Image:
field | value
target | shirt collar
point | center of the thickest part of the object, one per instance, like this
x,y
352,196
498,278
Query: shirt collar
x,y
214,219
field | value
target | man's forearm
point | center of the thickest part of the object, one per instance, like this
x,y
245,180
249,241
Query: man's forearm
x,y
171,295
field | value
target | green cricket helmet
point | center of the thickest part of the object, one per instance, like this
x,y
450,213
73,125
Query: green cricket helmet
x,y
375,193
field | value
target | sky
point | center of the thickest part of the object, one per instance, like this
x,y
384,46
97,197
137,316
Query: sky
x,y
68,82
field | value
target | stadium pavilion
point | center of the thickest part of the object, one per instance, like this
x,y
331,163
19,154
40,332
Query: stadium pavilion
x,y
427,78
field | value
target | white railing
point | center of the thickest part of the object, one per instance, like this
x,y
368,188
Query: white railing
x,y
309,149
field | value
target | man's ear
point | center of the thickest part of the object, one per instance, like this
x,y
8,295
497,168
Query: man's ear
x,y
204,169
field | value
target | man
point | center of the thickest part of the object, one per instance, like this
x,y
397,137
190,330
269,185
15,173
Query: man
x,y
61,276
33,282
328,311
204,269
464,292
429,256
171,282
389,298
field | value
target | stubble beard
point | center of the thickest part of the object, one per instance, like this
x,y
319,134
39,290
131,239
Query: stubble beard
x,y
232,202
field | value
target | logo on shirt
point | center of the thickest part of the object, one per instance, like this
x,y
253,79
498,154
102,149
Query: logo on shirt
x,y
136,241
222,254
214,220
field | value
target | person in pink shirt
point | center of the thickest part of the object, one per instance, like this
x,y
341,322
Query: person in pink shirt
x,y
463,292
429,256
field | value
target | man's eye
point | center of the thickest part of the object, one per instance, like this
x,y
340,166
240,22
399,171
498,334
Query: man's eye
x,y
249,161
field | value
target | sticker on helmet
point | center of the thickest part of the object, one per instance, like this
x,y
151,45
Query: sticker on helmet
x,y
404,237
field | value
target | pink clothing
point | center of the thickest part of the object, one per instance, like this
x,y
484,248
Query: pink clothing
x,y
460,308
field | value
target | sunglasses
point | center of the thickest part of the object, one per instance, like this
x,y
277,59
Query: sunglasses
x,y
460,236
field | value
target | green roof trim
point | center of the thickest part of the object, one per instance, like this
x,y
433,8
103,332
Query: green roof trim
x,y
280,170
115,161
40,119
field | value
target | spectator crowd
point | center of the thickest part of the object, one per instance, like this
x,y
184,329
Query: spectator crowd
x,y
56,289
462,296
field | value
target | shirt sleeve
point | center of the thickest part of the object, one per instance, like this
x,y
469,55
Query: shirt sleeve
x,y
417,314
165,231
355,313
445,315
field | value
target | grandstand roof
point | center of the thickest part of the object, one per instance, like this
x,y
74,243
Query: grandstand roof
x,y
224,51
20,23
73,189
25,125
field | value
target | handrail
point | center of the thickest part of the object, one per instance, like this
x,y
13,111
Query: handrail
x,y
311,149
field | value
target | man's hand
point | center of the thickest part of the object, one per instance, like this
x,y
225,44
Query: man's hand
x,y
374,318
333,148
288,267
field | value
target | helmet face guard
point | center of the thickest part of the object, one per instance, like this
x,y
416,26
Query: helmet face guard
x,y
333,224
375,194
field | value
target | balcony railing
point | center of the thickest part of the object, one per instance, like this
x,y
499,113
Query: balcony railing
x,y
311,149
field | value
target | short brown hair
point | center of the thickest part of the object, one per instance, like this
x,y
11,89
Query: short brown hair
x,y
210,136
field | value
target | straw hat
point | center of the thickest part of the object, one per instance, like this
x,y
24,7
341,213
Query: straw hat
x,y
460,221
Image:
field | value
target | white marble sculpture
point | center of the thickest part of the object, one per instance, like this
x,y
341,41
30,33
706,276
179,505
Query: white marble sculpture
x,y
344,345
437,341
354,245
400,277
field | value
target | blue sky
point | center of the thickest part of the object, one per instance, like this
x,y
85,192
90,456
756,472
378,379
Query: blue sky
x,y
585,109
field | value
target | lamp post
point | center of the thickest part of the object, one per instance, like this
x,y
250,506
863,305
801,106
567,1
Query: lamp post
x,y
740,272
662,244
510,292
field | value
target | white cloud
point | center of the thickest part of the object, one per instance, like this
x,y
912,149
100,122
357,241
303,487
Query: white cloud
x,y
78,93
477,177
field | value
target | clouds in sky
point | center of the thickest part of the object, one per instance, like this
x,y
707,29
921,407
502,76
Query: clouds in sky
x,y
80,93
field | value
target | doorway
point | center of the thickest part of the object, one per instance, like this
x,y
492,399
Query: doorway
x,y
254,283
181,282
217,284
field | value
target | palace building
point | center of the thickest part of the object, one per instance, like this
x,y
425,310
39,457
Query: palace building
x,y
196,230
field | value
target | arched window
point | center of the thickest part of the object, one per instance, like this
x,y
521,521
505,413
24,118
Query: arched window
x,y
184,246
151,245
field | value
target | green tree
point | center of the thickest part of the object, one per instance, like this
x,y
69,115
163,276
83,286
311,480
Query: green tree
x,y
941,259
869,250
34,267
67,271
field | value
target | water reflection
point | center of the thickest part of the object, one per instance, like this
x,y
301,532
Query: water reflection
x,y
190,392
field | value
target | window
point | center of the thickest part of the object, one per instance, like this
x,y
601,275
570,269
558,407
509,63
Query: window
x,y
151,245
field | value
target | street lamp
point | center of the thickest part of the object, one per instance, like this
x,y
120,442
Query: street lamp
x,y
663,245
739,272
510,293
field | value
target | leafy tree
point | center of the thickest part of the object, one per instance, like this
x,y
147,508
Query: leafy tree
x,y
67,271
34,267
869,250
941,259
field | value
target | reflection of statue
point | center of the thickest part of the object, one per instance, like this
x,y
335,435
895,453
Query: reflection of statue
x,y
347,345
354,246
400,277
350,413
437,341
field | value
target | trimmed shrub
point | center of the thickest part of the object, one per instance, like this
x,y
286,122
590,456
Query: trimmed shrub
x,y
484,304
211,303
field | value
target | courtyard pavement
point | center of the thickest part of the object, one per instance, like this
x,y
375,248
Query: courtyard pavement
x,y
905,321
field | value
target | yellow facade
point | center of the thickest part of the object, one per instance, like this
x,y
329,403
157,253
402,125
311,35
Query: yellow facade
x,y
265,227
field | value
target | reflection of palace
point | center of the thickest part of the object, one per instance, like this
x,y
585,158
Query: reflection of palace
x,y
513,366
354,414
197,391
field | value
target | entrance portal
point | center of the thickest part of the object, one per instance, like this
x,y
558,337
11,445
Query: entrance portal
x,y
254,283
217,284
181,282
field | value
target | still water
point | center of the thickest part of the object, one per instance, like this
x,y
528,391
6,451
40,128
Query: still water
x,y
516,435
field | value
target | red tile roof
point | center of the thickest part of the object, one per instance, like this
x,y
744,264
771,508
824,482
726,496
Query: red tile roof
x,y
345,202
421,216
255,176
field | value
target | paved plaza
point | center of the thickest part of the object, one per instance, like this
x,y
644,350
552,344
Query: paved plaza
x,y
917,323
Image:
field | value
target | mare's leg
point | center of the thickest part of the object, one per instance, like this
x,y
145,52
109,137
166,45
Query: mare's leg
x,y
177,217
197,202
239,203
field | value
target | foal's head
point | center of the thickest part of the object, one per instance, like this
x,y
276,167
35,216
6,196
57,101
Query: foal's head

- - - - -

WORK INSTRUCTIONS: Recopy the entries above in their entirety, exactly.

RESULT:
Image:
field | value
target | shirt collar
point | center of the thickest part of the object, one per instance, like this
x,y
352,196
498,278
Query: shirt collar
x,y
214,219
field | value
target | man's forearm
point | center of the thickest part of the object, one per instance, like this
x,y
245,180
249,241
Query: man's forearm
x,y
171,295
field | value
target | green cricket helmet
point | center of the thickest part of the object, one per instance, like this
x,y
450,213
73,125
Query: green cricket helmet
x,y
375,193
field | value
target | sky
point | center of the thickest part of the object, one per instance, like this
x,y
384,46
97,197
137,316
Query: sky
x,y
68,82
field | value
target | stadium pavilion
point | center of the thickest part of the object, one per instance, like this
x,y
331,163
19,154
40,332
Query: stadium pavilion
x,y
427,78
field | value
target | white railing
point | center of the thickest part of the object, one per instance, like this
x,y
368,188
Query: white railing
x,y
309,149
field | value
target | man's ear
point | center of the thickest part of the object, one per instance, like this
x,y
8,295
497,168
Query: man's ear
x,y
204,169
field | value
target | man
point | center of the thickest part of the object, one per instance, like this
x,y
397,137
190,330
269,185
15,173
Query: man
x,y
61,276
33,282
328,311
204,269
464,292
429,256
171,282
389,298
field | value
target | stubble beard
point | center of the thickest part of the object, one per instance, like this
x,y
319,134
39,290
131,239
Query: stubble beard
x,y
232,202
field | value
target | logo on shirt
point | center of the thickest part of the object, one per instance, like this
x,y
253,79
498,154
102,149
Query: logo on shirt
x,y
136,241
222,254
214,220
field | value
target | person in pink shirt
point | center of the thickest part of the object, one per instance, like this
x,y
341,322
Query: person in pink shirt
x,y
463,292
429,256
field | value
target | man's eye
point | center of the thickest part of the object, one per instance, like this
x,y
340,166
240,22
399,171
498,334
Query: man's eye
x,y
249,161
field | value
target | sticker on helmet
point | center of the thickest part of the object, one per instance, like this
x,y
151,45
Query: sticker on helmet
x,y
404,237
field | value
target | pink clothing
point | center of the thickest part of the object, one per instance, like this
x,y
484,248
Query: pink clothing
x,y
460,308
field | value
target | sunglasses
point | center of the thickest part of the object, one per instance, like this
x,y
277,59
Query: sunglasses
x,y
460,236
field | value
target | green roof trim
point | center of the thickest part of the object, one per instance, like this
x,y
433,8
103,332
Query: green roof trim
x,y
280,170
115,161
40,119
field | value
target | spectator crowd
point | center of the thickest part of the object, one per instance, like this
x,y
184,329
Query: spectator crowd
x,y
56,289
462,296
field | value
target | shirt sleeve
point | center of the thickest part of the object, one per instance, like this
x,y
469,55
Query: shirt sleeve
x,y
417,314
165,231
355,313
445,315
field | value
target | grandstand roof
point | center of the thickest part of the object, one per instance, like this
x,y
74,243
Query: grandstand roof
x,y
224,51
20,23
73,189
25,125
field | value
target | handrail
point | center of the thickest part of the object, one per instance, like this
x,y
13,111
Query: handrail
x,y
311,149
field | value
target | man's hand
point | center of the thickest part of the object, one per instance, like this
x,y
225,44
Query: man's hand
x,y
374,318
333,148
288,267
field | value
target | helmet face guard
point | center of the thickest part of the object, one per instance, like this
x,y
416,26
Query: helmet face guard
x,y
333,224
375,194
field | value
target | balcony railing
point | center of the thickest part of the object, one per instance, like this
x,y
499,113
Query: balcony railing
x,y
311,149
field | value
target | short brown hair
point | center of the thickest part of the object, one per instance, like this
x,y
11,89
Query: short brown hair
x,y
210,136
field | value
target | straw hat
point | center of the thickest part of the object, one per instance, like this
x,y
24,7
341,213
Query: straw hat
x,y
460,221
Image:
field | value
target | white marble sculpture
point | center of the thickest part of the object, one per instance, like this
x,y
341,41
30,33
706,276
179,505
Query: white marble sculpture
x,y
344,345
437,341
354,245
400,277
field | value
target | blue sky
point | center of the thickest part of the object, one per instance, like this
x,y
85,192
90,456
756,472
378,379
Query: blue sky
x,y
585,109
field | value
target | lamp post
point | center of the thickest part of the object, one per instance, like this
x,y
250,506
863,305
801,106
567,1
Query: lamp post
x,y
740,272
662,244
510,292
field | value
target | white cloud
point | center of the thickest part of the object, one per instance, like this
x,y
912,149
100,122
357,241
303,487
Query: white cloud
x,y
78,93
477,177
field | value
target | clouds in sky
point | center of the thickest part of the object, one per instance, like this
x,y
707,29
921,407
502,76
Query: clouds in sky
x,y
80,93
field | value
target | doorway
point | center of the thickest part of the object, one per instance, like this
x,y
492,399
Query: doorway
x,y
254,283
181,282
217,284
field | value
target | palace building
point | center of the thickest part of the object, one per instance, like this
x,y
425,310
39,457
Query: palace building
x,y
196,230
field | value
target | arched window
point | center of the thickest part of the object, one per instance, like this
x,y
521,521
505,413
24,118
Query: arched window
x,y
184,246
151,245
field | value
target | green tree
point | center of the thickest part of the object, one per instance, like this
x,y
69,115
163,276
83,286
311,480
Query: green tree
x,y
941,259
869,250
34,267
67,271
field | value
target | water reflection
point | center of the thickest part of the object, one per instance, like this
x,y
301,532
Query: water reflection
x,y
190,392
field | value
target | window
point | center of the thickest part of the object, one per instance, like this
x,y
601,275
570,269
558,407
509,63
Query: window
x,y
151,245
field | value
target | street lamp
point | center of the thickest part of the object, one per instance, like this
x,y
120,442
Query: street lamp
x,y
663,245
739,272
510,293
field | value
target | leafy tree
point | center of the thickest part of the object, one per instance, like this
x,y
147,508
Query: leafy tree
x,y
67,271
34,267
869,250
941,259
field | value
target | reflection of statue
point | center of the thickest part of the object, one per instance, like this
x,y
335,435
895,453
Query: reflection of statue
x,y
347,345
354,246
400,277
350,413
437,341
field | value
target | trimmed shrub
point | center of the thickest part of the object, one per instance, like this
x,y
286,122
590,456
Query: trimmed shrub
x,y
484,304
211,303
field | value
target | courtyard pavement
point | center of the thickest part of the object, one per instance, like this
x,y
375,248
Query: courtyard pavement
x,y
905,321
field | value
target | yellow facade
point | center of the thickest part of the object, one per instance, like this
x,y
329,403
157,253
402,125
311,35
Query: yellow facade
x,y
265,227
field | value
target | reflection of palace
point | center of the thickest part of the object, one per instance, like this
x,y
585,158
Query: reflection of palace
x,y
513,366
354,414
197,391
field | value
target | entrance portal
point | center of the thickest part of the object, one per instance, like this
x,y
558,337
11,445
Query: entrance portal
x,y
254,283
217,284
181,282
field | value
target | still water
point | center of the thickest part of the object, one per instance, like this
x,y
528,391
6,451
40,128
Query: still water
x,y
516,435
field | value
target | red tile roof
point | center of the thickest part of the object, one per instance, like this
x,y
744,264
771,508
824,482
726,496
Query: red tile roof
x,y
345,202
421,216
255,176
field | value
target | paved plaza
point | center of the thickest part of the object, one per instance, like this
x,y
644,350
552,344
Query: paved plaza
x,y
917,323
Image:
field | value
target | mare's leg
point | center of the thickest part of the object, one per instance, like this
x,y
145,52
109,137
166,45
Query: mare's leg
x,y
177,217
197,202
239,203
field | value
target | foal's head
point | center of the thickest part of the object, one per instance, like this
x,y
276,167
35,216
6,196
57,101
Query: foal's head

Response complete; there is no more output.